Task instructions:
Could you return every record below exactly as it stands, leaving out the pictures?

Stored data:
——————
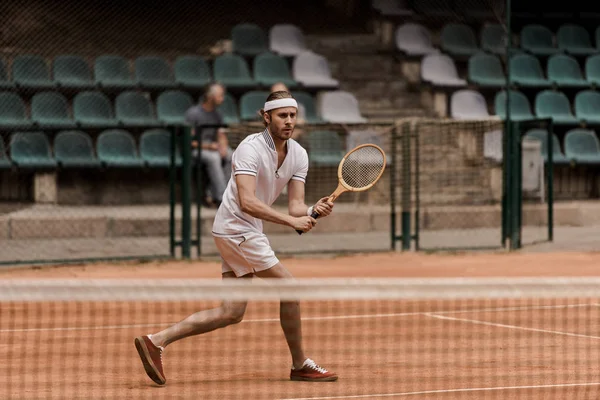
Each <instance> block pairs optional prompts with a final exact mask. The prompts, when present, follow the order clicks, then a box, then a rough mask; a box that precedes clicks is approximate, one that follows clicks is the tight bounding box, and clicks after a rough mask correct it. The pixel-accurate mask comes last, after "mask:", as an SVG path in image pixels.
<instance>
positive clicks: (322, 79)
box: [292, 51, 340, 89]
mask: <svg viewBox="0 0 600 400" xmlns="http://www.w3.org/2000/svg"><path fill="white" fill-rule="evenodd" d="M292 72H293V74H294V79H295V80H296V81H297V82H299V83H301V84H302V86H304V87H305V88H315V89H337V88H338V86H339V85H340V83H339V82H338V81H337V80H336V79H333V77H332V76H331V70H330V69H329V62H328V61H327V59H326V58H325V57H323V56H322V55H320V54H316V53H313V52H312V51H305V52H303V53H301V54H299V55H298V56H297V57H296V58H295V59H294V62H293V65H292Z"/></svg>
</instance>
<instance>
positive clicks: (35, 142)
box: [10, 132, 57, 168]
mask: <svg viewBox="0 0 600 400" xmlns="http://www.w3.org/2000/svg"><path fill="white" fill-rule="evenodd" d="M10 157H11V159H12V160H13V162H14V163H15V165H16V166H17V167H19V168H55V167H56V166H57V163H56V160H55V159H54V157H52V151H51V150H50V143H49V142H48V138H47V137H46V135H45V134H44V133H43V132H14V133H13V134H12V135H11V139H10Z"/></svg>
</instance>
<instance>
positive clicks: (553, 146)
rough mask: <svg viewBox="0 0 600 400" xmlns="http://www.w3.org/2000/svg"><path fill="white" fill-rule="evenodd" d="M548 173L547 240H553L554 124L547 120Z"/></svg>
mask: <svg viewBox="0 0 600 400" xmlns="http://www.w3.org/2000/svg"><path fill="white" fill-rule="evenodd" d="M547 131H548V138H547V143H548V173H547V174H546V177H547V178H546V179H547V182H546V191H547V192H548V200H547V201H548V241H549V242H552V241H553V240H554V145H553V143H552V142H553V141H554V124H553V123H552V119H550V120H549V121H548V130H547Z"/></svg>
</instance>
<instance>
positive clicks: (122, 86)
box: [94, 55, 136, 89]
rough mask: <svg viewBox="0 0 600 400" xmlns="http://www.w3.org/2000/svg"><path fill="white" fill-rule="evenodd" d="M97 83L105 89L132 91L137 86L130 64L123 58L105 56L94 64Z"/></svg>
mask: <svg viewBox="0 0 600 400" xmlns="http://www.w3.org/2000/svg"><path fill="white" fill-rule="evenodd" d="M94 75H95V79H96V83H97V84H99V85H101V86H102V87H105V88H113V89H130V88H133V87H135V86H136V83H135V81H134V80H133V78H132V77H131V72H130V70H129V62H128V61H127V60H126V59H125V58H124V57H121V56H112V55H103V56H100V57H98V58H96V62H95V63H94Z"/></svg>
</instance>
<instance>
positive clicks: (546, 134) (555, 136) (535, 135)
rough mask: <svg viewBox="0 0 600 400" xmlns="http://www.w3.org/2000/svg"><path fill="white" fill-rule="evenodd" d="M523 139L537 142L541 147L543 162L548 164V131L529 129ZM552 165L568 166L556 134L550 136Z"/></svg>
mask: <svg viewBox="0 0 600 400" xmlns="http://www.w3.org/2000/svg"><path fill="white" fill-rule="evenodd" d="M525 137H526V138H529V139H535V140H538V141H539V142H540V144H541V147H542V149H541V150H542V157H543V158H544V162H546V163H547V162H548V131H547V130H546V129H539V128H536V129H530V130H529V131H527V133H525ZM552 163H553V164H558V165H561V164H569V160H568V159H567V158H566V157H565V155H564V154H563V152H562V150H561V149H560V141H559V140H558V137H557V136H556V134H552Z"/></svg>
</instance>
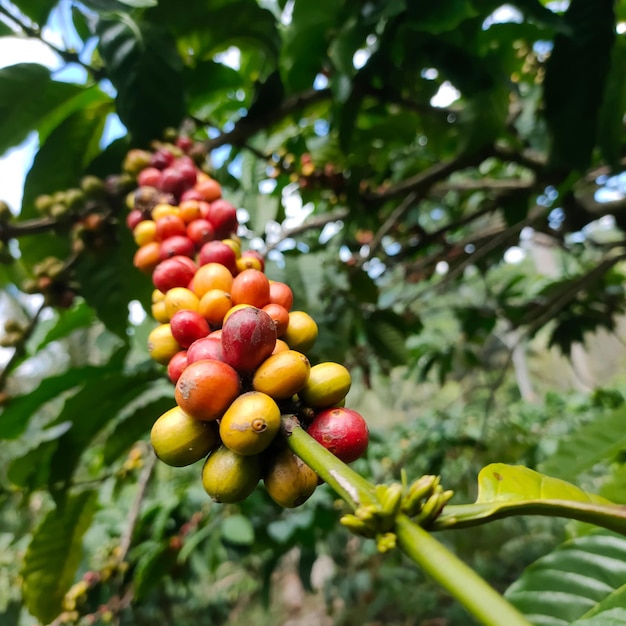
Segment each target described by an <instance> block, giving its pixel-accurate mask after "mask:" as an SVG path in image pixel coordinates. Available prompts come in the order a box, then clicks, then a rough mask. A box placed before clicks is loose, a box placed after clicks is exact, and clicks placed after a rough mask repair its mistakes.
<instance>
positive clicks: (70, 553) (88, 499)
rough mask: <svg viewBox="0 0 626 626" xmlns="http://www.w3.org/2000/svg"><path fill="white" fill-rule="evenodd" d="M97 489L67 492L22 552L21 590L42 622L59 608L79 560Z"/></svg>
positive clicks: (32, 613) (74, 574) (46, 619)
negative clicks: (55, 507)
mask: <svg viewBox="0 0 626 626" xmlns="http://www.w3.org/2000/svg"><path fill="white" fill-rule="evenodd" d="M97 498H98V496H97V492H95V491H83V492H81V493H78V494H76V495H72V496H69V497H68V498H67V499H66V500H65V501H64V503H63V505H62V506H60V507H59V508H56V509H54V510H52V511H50V512H49V513H48V514H47V515H46V517H45V518H44V519H43V521H42V523H41V525H40V526H39V528H37V530H36V531H35V532H34V534H33V537H32V539H31V542H30V544H29V546H28V549H27V550H26V554H25V555H24V565H23V568H22V577H23V583H22V593H23V595H24V602H25V604H26V607H27V608H28V610H29V612H30V613H31V614H32V615H34V616H35V617H36V618H37V619H39V620H40V621H42V622H44V623H45V624H47V623H49V622H51V621H52V620H53V619H54V618H55V617H56V616H57V615H58V614H59V613H60V612H61V602H62V600H63V596H64V595H65V593H66V592H67V590H68V589H69V587H70V585H71V584H72V581H73V580H74V575H75V573H76V569H77V567H78V565H79V563H80V560H81V556H82V555H81V552H82V549H81V545H82V538H83V535H84V533H85V531H86V530H87V529H88V528H89V525H90V524H91V520H92V518H93V514H94V513H95V510H96V505H97Z"/></svg>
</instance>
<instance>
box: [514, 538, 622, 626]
mask: <svg viewBox="0 0 626 626" xmlns="http://www.w3.org/2000/svg"><path fill="white" fill-rule="evenodd" d="M625 580H626V539H624V537H621V536H616V535H612V534H605V533H601V534H592V535H587V536H584V537H578V538H576V539H573V540H571V541H568V542H566V543H564V544H562V545H561V546H559V547H557V548H556V550H554V551H553V552H551V553H550V554H548V555H546V556H545V557H542V558H540V559H539V560H538V561H536V562H535V563H533V564H532V565H530V566H529V567H528V568H526V570H525V571H524V573H523V574H522V576H521V577H520V578H519V579H518V580H517V581H516V582H515V583H513V584H512V585H511V586H510V587H509V589H508V590H507V591H506V594H505V596H506V598H507V599H508V600H509V601H510V602H511V603H512V604H513V605H515V606H516V607H517V608H518V609H519V610H520V611H522V612H523V613H524V614H525V615H526V616H527V617H528V618H529V620H530V621H531V622H532V623H534V624H538V625H539V624H540V625H542V626H543V625H545V626H565V625H566V624H576V625H577V626H583V625H584V626H588V625H589V626H590V625H591V624H593V625H597V624H602V625H603V626H608V624H623V623H626V622H623V621H614V620H616V619H618V618H619V619H622V618H623V617H624V615H625V614H626V612H625V611H624V606H625V605H626V584H624V581H625ZM605 619H606V620H607V621H604V620H605ZM579 620H580V621H579ZM609 620H613V621H609Z"/></svg>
——————
Final answer:
Each <instance> block pairs optional prompts with a final exact mask. The prompts, when present, follow the order clicks, then a box, then a rough mask; a box that precedes clicks is approximate, one that follows clicks is the tight bounding box, and clicks after a rough mask correct it. The pixel-accurate mask comes last, after "mask:", as an SVG path in image pixels.
<instance>
positive clicks: (322, 79)
box: [292, 51, 340, 89]
mask: <svg viewBox="0 0 600 400" xmlns="http://www.w3.org/2000/svg"><path fill="white" fill-rule="evenodd" d="M292 72H293V74H294V79H295V80H296V81H297V82H299V83H301V84H302V86H304V87H305V88H315V89H337V88H338V86H339V85H340V83H339V82H338V81H337V80H336V79H333V77H332V76H331V70H330V69H329V62H328V61H327V59H326V58H325V57H323V56H322V55H320V54H316V53H313V52H312V51H305V52H303V53H301V54H299V55H298V56H297V57H296V58H295V59H294V62H293V65H292Z"/></svg>
</instance>
<instance>
positive clicks: (35, 142)
box: [10, 132, 57, 168]
mask: <svg viewBox="0 0 600 400" xmlns="http://www.w3.org/2000/svg"><path fill="white" fill-rule="evenodd" d="M10 157H11V159H12V160H13V162H14V163H15V165H16V166H17V167H19V168H55V167H56V166H57V163H56V160H55V159H54V157H52V151H51V150H50V143H49V142H48V138H47V137H46V135H45V134H44V133H43V132H14V133H13V134H12V135H11V139H10Z"/></svg>
</instance>
<instance>
positive clicks: (553, 146)
rough mask: <svg viewBox="0 0 600 400" xmlns="http://www.w3.org/2000/svg"><path fill="white" fill-rule="evenodd" d="M548 173L547 240H553L554 124L547 120Z"/></svg>
mask: <svg viewBox="0 0 600 400" xmlns="http://www.w3.org/2000/svg"><path fill="white" fill-rule="evenodd" d="M547 131H548V138H547V143H548V173H547V174H546V177H547V178H546V179H547V182H546V191H547V192H548V200H547V201H548V241H549V242H552V241H553V240H554V145H553V143H552V142H553V141H554V124H553V123H552V119H550V120H549V121H548V130H547Z"/></svg>
</instance>
<instance>
positive clicks: (122, 86)
box: [94, 55, 136, 89]
rough mask: <svg viewBox="0 0 600 400" xmlns="http://www.w3.org/2000/svg"><path fill="white" fill-rule="evenodd" d="M97 83L105 89L132 91L137 86L130 64L123 58L105 56L94 64Z"/></svg>
mask: <svg viewBox="0 0 600 400" xmlns="http://www.w3.org/2000/svg"><path fill="white" fill-rule="evenodd" d="M94 75H95V79H96V83H97V84H99V85H101V86H102V87H105V88H113V89H130V88H133V87H135V86H136V83H135V81H134V80H133V78H132V77H131V72H130V70H129V62H128V61H127V60H126V59H125V58H124V57H121V56H112V55H103V56H100V57H98V58H96V62H95V63H94Z"/></svg>
</instance>
<instance>
positive clicks: (546, 134) (555, 136) (535, 135)
rough mask: <svg viewBox="0 0 600 400" xmlns="http://www.w3.org/2000/svg"><path fill="white" fill-rule="evenodd" d="M523 139L537 142L541 147L543 162L548 164V131L529 129ZM552 165L568 166L556 134L550 136Z"/></svg>
mask: <svg viewBox="0 0 600 400" xmlns="http://www.w3.org/2000/svg"><path fill="white" fill-rule="evenodd" d="M525 137H526V138H529V139H535V140H538V141H539V142H540V144H541V147H542V149H541V150H542V157H543V158H544V162H546V163H547V162H548V131H547V130H546V129H539V128H536V129H530V130H529V131H527V133H525ZM552 163H553V164H558V165H561V164H569V160H568V159H567V158H566V157H565V155H564V154H563V152H562V150H561V149H560V141H559V140H558V137H557V136H556V134H552Z"/></svg>
</instance>
Segment each target described by an <instance> block, giving its pixel-accurate mask after "mask:" as an SVG path in image pixel coordinates. Available prompts come in the order a box, then clicks, then a rough mask. A box placed before clicks is loose, a box placed after clicks is exact, and clicks placed after a rough mask repair its mistakes.
<instance>
positive clicks: (70, 553) (88, 499)
rough mask: <svg viewBox="0 0 626 626" xmlns="http://www.w3.org/2000/svg"><path fill="white" fill-rule="evenodd" d="M97 489L67 492L22 552L21 590L42 622L59 608L79 560Z"/></svg>
positive clicks: (32, 613) (74, 574) (46, 619)
negative clicks: (55, 507)
mask: <svg viewBox="0 0 626 626" xmlns="http://www.w3.org/2000/svg"><path fill="white" fill-rule="evenodd" d="M97 498H98V496H97V492H95V491H83V492H81V493H78V494H76V495H72V496H69V497H68V498H67V499H66V500H65V501H64V503H63V505H62V506H60V507H59V508H56V509H54V510H52V511H50V512H49V513H48V514H47V515H46V517H45V518H44V519H43V521H42V523H41V525H40V526H39V528H37V530H36V531H35V532H34V534H33V537H32V539H31V542H30V544H29V546H28V549H27V550H26V554H25V555H24V565H23V568H22V577H23V583H22V593H23V595H24V602H25V604H26V607H27V608H28V610H29V612H30V613H31V614H32V615H34V616H35V617H36V618H37V619H39V620H40V621H42V622H44V623H45V624H47V623H49V622H51V621H52V620H53V619H54V618H55V617H56V616H57V615H58V614H59V613H60V612H61V602H62V600H63V596H64V595H65V593H66V592H67V590H68V589H69V587H70V585H71V584H72V581H73V580H74V575H75V573H76V569H77V567H78V565H79V563H80V560H81V556H82V555H81V552H82V549H81V545H82V538H83V535H84V533H85V531H86V530H87V529H88V528H89V525H90V524H91V520H92V518H93V514H94V513H95V510H96V505H97Z"/></svg>
</instance>
<instance>
box: [514, 538, 622, 626]
mask: <svg viewBox="0 0 626 626" xmlns="http://www.w3.org/2000/svg"><path fill="white" fill-rule="evenodd" d="M625 580H626V539H624V537H621V536H616V535H612V534H605V533H601V534H592V535H587V536H584V537H578V538H576V539H573V540H571V541H568V542H566V543H564V544H562V545H561V546H559V547H557V548H556V550H554V551H553V552H551V553H550V554H548V555H546V556H545V557H542V558H540V559H539V560H538V561H536V562H535V563H533V564H532V565H530V566H529V567H528V568H526V570H525V571H524V573H523V574H522V576H521V577H520V578H519V579H518V580H517V581H516V582H515V583H513V584H512V585H511V586H510V587H509V589H508V590H507V591H506V594H505V596H506V598H507V599H508V600H509V601H510V602H511V603H512V604H513V605H515V606H516V607H517V608H518V609H519V610H520V611H522V612H523V613H524V614H525V615H526V616H527V617H528V618H529V620H530V621H531V622H532V623H534V624H538V625H539V624H540V625H542V626H543V625H545V626H565V625H566V624H576V625H577V626H583V625H584V626H588V625H589V626H590V625H591V624H593V625H597V624H602V625H603V626H608V624H623V623H626V622H623V621H614V620H616V619H618V618H619V619H622V618H623V617H624V615H625V614H626V612H625V611H624V606H625V605H626V584H624V581H625ZM605 619H606V620H607V621H604V620H605ZM579 620H580V621H579ZM609 620H613V621H609Z"/></svg>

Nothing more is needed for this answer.